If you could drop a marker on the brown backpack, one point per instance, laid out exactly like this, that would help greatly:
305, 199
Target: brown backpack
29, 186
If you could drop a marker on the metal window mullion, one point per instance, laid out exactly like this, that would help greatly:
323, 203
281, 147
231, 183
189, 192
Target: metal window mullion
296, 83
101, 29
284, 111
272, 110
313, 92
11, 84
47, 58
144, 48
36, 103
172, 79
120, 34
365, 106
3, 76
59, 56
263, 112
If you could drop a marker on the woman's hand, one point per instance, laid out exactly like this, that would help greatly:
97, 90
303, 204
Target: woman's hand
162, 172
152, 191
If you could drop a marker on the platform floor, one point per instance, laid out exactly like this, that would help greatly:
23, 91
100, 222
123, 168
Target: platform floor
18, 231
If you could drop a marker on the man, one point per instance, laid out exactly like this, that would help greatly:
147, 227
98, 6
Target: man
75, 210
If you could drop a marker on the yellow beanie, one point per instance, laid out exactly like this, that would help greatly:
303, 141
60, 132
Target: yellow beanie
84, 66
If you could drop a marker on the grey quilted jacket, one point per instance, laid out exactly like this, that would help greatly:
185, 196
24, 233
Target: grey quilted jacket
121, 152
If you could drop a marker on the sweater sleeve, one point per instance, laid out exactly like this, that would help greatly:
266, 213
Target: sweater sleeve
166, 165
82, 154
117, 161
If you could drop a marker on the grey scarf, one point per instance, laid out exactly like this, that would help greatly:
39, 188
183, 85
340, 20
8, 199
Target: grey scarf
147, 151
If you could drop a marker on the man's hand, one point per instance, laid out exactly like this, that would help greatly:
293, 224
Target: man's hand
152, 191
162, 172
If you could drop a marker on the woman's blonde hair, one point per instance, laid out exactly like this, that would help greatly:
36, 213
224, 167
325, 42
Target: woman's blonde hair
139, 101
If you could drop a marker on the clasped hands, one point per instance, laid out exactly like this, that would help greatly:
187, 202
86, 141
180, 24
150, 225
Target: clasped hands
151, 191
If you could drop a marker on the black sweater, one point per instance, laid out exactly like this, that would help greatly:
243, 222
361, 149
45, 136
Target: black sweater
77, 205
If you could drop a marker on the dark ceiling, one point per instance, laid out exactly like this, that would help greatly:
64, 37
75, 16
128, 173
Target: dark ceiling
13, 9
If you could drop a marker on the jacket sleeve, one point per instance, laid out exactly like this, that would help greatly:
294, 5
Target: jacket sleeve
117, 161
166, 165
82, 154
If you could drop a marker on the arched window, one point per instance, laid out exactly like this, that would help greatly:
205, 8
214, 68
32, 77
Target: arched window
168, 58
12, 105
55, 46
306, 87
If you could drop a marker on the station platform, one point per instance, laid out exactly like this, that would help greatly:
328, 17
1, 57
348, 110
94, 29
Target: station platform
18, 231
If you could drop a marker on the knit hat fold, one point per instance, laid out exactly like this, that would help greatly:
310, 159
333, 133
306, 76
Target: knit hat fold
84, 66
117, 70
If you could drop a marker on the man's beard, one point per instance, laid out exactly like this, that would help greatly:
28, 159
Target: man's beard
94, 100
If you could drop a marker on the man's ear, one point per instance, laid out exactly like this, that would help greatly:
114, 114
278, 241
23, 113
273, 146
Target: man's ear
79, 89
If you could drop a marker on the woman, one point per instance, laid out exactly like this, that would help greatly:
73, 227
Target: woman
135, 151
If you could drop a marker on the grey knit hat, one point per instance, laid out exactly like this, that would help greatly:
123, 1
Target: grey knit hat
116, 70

▬▬▬

PROBLEM STATEMENT => Extract all the material, leaving every line as it is.

SOLUTION TO THE PROBLEM =>
If you could drop a marker on the brown backpack, one point per instance, laid out exactly like this, that would help greatly:
305, 199
Target: brown backpack
29, 186
If you could drop a marker on the metal window mullion, one point per instance, laid out exactly like this, that would help greatly:
323, 203
281, 147
231, 183
189, 192
Target: metal window mullion
296, 83
101, 29
284, 111
272, 110
313, 92
11, 84
47, 58
144, 48
36, 103
172, 79
120, 34
365, 106
3, 76
59, 56
263, 112
If you could drop a marker on the woman's hand, one point per instance, laid out exactly like this, that would help greatly:
97, 90
303, 204
Target: woman's hand
162, 172
152, 191
If you could drop a marker on the platform floor, one point per instance, laid out exactly like this, that would help greatly:
23, 91
100, 222
123, 168
Target: platform floor
18, 231
If you could drop a marker on the man, one point per instance, laid out exactly like this, that would help greatly:
147, 227
98, 6
Target: man
75, 210
If you could drop a marker on the yellow beanie, one point per instance, laid out exactly like this, that would help greatly:
303, 141
60, 132
Target: yellow beanie
84, 66
If you could drop a marker on the grey quilted jacket, one point per instance, laid out exactly like this, that would help greatly:
185, 196
24, 233
Target: grey quilted jacket
121, 152
If you could drop a marker on the sweater sleeve, one point per instance, laid out exactly like this, that would help greatly:
266, 213
Target: sweater sleeve
166, 165
82, 154
117, 161
If you could drop a marker on the grey scarf, one point per instance, laid out exactly like this, that would help greatly:
39, 188
183, 85
340, 20
8, 199
Target: grey scarf
147, 151
If you could drop a marker on the man's hand, one point per instance, laid out exactly like this, that would help greatly:
293, 224
Target: man's hand
152, 191
162, 172
If you could drop a marker on the woman's blonde hair, one point per instance, laid out exactly like this, that would help greatly:
36, 213
224, 167
325, 42
Target: woman's blonde hair
139, 101
If you could drop a marker on the clasped hands, one point per instance, laid out exactly like this, that would help greatly:
187, 202
86, 141
180, 24
150, 225
Target: clasped hands
151, 191
If you could drop a marker on the black sweater, one point per instance, laid out exactly like this, that would help greatly:
243, 222
361, 149
45, 136
Target: black sweater
77, 205
If you could drop a marker on the dark ceiling, one point per instance, laid out exactly like this, that would help greatly:
64, 37
75, 16
128, 173
Target: dark ceiling
13, 9
If you could drop a marker on the jacket sleeve, one point per instance, laid out exactly like this, that would help greatly:
294, 5
Target: jacket sleeve
117, 161
166, 165
82, 154
If you could drop a marker on the arched window, one point per instance, laid out exactly like this, that would help greatly:
205, 8
214, 68
32, 77
Target: arched window
168, 58
12, 105
55, 46
306, 87
If you could drop a marker on the station platform, one point per instance, laid out exactly like this, that would help greatly:
328, 17
1, 57
348, 110
94, 29
Target: station platform
18, 231
If you could drop a marker on the knit hat fold, one point per instance, laid out exactly like this, that would help greatly:
310, 159
333, 133
306, 76
Target: knit hat fold
84, 66
117, 70
If you could drop a marker on the man's beard, one point per instance, laid out exactly like this, that would help greatly:
28, 159
Target: man's beard
94, 100
If you could drop a marker on the man's ear, one point per instance, laid out exactly like this, that would help greatly:
114, 114
278, 241
23, 113
273, 146
Target: man's ear
79, 89
If you could drop a marker on the woman, one point per instance, laid out exactly like this, that would help greatly:
73, 227
Target: woman
135, 151
If you could drop a marker on the grey knit hat, one point per instance, laid out exactly like this, that would help greatly:
123, 1
Target: grey knit hat
116, 70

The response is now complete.